— START —
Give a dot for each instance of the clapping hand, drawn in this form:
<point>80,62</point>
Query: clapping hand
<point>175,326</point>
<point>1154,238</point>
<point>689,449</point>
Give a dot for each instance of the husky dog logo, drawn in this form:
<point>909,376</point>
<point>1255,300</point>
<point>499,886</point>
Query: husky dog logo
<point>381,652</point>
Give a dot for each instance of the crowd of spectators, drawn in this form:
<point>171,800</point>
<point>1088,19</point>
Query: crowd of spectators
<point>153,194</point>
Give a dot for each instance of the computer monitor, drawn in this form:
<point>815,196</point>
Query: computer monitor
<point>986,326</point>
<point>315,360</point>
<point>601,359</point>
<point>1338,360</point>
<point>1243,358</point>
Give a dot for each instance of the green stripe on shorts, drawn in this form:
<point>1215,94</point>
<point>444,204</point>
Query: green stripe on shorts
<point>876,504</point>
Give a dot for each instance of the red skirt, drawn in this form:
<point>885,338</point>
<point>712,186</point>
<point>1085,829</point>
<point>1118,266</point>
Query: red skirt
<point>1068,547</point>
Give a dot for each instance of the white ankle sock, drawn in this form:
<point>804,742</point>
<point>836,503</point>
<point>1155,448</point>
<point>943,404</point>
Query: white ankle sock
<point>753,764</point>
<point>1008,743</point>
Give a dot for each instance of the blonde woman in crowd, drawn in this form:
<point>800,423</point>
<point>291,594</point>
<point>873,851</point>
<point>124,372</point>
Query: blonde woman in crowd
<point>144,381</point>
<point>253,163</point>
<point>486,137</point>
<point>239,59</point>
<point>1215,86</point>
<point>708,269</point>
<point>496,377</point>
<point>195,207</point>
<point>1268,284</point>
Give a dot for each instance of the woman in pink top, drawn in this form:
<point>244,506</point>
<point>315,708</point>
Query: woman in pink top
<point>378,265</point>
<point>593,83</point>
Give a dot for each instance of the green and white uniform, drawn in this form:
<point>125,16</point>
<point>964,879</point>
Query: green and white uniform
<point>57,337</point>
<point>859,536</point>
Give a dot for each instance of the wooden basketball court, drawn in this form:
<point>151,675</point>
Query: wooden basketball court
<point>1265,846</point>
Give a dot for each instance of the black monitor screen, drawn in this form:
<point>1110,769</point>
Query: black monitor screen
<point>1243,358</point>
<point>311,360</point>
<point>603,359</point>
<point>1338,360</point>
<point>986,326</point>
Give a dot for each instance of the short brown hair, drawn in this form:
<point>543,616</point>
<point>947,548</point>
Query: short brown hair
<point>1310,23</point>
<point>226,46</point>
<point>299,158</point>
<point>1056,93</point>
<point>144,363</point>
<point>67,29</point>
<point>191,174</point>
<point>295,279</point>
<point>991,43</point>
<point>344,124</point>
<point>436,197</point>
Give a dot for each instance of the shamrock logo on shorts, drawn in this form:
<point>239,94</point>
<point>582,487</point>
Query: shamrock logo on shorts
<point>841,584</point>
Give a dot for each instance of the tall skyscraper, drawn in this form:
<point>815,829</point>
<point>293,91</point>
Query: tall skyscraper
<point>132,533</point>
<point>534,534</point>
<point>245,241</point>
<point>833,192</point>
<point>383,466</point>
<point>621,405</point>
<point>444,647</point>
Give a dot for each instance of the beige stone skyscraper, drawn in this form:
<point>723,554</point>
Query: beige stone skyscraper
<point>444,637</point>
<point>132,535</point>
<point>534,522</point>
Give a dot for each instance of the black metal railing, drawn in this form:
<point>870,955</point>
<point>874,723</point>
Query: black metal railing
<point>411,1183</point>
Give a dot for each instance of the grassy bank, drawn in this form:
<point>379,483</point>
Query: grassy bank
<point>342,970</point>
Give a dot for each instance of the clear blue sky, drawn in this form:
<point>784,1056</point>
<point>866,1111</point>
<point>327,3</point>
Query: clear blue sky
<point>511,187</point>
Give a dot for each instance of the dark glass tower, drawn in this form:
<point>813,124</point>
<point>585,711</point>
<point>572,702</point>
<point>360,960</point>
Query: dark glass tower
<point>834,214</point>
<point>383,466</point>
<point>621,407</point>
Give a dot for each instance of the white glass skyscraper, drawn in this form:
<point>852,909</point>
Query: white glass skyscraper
— END —
◆ **Exercise objective**
Copy all of the material above word for word, keeping every line and its order unchanged.

◆ **Output below**
Give a dot for each instance of the clapping hand, drawn in this form:
<point>80,62</point>
Query: clapping hand
<point>175,326</point>
<point>1154,238</point>
<point>689,449</point>
Give a dot for each instance of the husky dog logo, drawn in this form:
<point>909,376</point>
<point>1255,300</point>
<point>499,886</point>
Query: husky dog logo
<point>381,652</point>
Give a dot for each instance of the crowd of spectators, drawn in this form:
<point>171,800</point>
<point>1088,19</point>
Query: crowd of spectators
<point>153,194</point>
Give a dot for each instance of the computer monitor, drawn in this form:
<point>815,196</point>
Query: computer monitor
<point>986,326</point>
<point>315,360</point>
<point>601,359</point>
<point>1338,360</point>
<point>1243,358</point>
Give a dot for each instance of the green stripe on shorts, drawn in this form:
<point>1215,94</point>
<point>444,204</point>
Query: green stripe on shorts
<point>876,504</point>
Give a dot for each instance of the red skirt, drawn in this form:
<point>885,338</point>
<point>712,186</point>
<point>1085,829</point>
<point>1118,266</point>
Query: red skirt
<point>1068,547</point>
Give a dot for each instance of the white ankle sock, drawn in this form:
<point>804,742</point>
<point>836,503</point>
<point>1155,448</point>
<point>943,404</point>
Query: white ankle sock
<point>753,764</point>
<point>1008,743</point>
Give a dot for each instance of the blonde woman in crowd, drawn in this form:
<point>800,423</point>
<point>291,594</point>
<point>873,851</point>
<point>124,372</point>
Query: blonde woman in crowd
<point>144,381</point>
<point>253,163</point>
<point>486,137</point>
<point>239,59</point>
<point>1215,86</point>
<point>708,269</point>
<point>496,377</point>
<point>195,207</point>
<point>1268,284</point>
Give a dot for each instance of the woman in pink top, drawn in this form:
<point>244,506</point>
<point>315,708</point>
Query: woman in pink top
<point>378,265</point>
<point>593,83</point>
Give a dot for each instance of the green and white uniform, drawn in this form:
<point>125,16</point>
<point>964,879</point>
Query: green and white uniform
<point>57,337</point>
<point>859,536</point>
Give a dot for each instance of the wooden basketball court, drawn in this form:
<point>151,675</point>
Query: wooden basketball court
<point>1265,846</point>
Give a dot for each instance of the black monitor screen, drawn in this form:
<point>1110,769</point>
Query: black monitor screen
<point>1243,358</point>
<point>311,360</point>
<point>603,359</point>
<point>1338,360</point>
<point>986,326</point>
Give a dot for each instance of the short brown hair, drawn in this form:
<point>543,616</point>
<point>947,548</point>
Query: short brown hair
<point>1310,23</point>
<point>226,46</point>
<point>299,158</point>
<point>1056,93</point>
<point>144,363</point>
<point>67,29</point>
<point>191,174</point>
<point>295,279</point>
<point>991,43</point>
<point>344,124</point>
<point>436,197</point>
Give a dot for each instance of the shamrock logo on shorts, drawn in this form:
<point>239,94</point>
<point>582,487</point>
Query: shamrock logo on shorts
<point>841,584</point>
Give a dot for each instance of the tall skyscraper, drawn in this form:
<point>815,829</point>
<point>293,91</point>
Query: tall skyscraper
<point>132,533</point>
<point>534,534</point>
<point>245,241</point>
<point>833,192</point>
<point>383,466</point>
<point>621,405</point>
<point>444,647</point>
Give a dot for each instance of the beige stone skyscraper, drawn in this form:
<point>723,554</point>
Query: beige stone skyscraper
<point>444,637</point>
<point>132,535</point>
<point>534,522</point>
Give a dot for each instance of the black metal railing, drawn in this form:
<point>870,955</point>
<point>874,723</point>
Query: black metal railing
<point>411,1183</point>
Give a dot for each instance of the grassy bank, drawn in this form:
<point>379,483</point>
Query: grassy bank
<point>342,970</point>
Give a dot for each instance of the clear blue sky, drawn in this form:
<point>784,1056</point>
<point>866,1111</point>
<point>327,3</point>
Query: clear blue sky
<point>511,187</point>
Give a dot for each instance of the dark glass tower, drawn in this form:
<point>813,124</point>
<point>585,711</point>
<point>572,702</point>
<point>360,960</point>
Query: dark glass tower
<point>834,214</point>
<point>383,466</point>
<point>621,407</point>
Give a dot for each instance of the white glass skyscraper, drawn in this form:
<point>852,909</point>
Query: white glass skyscraper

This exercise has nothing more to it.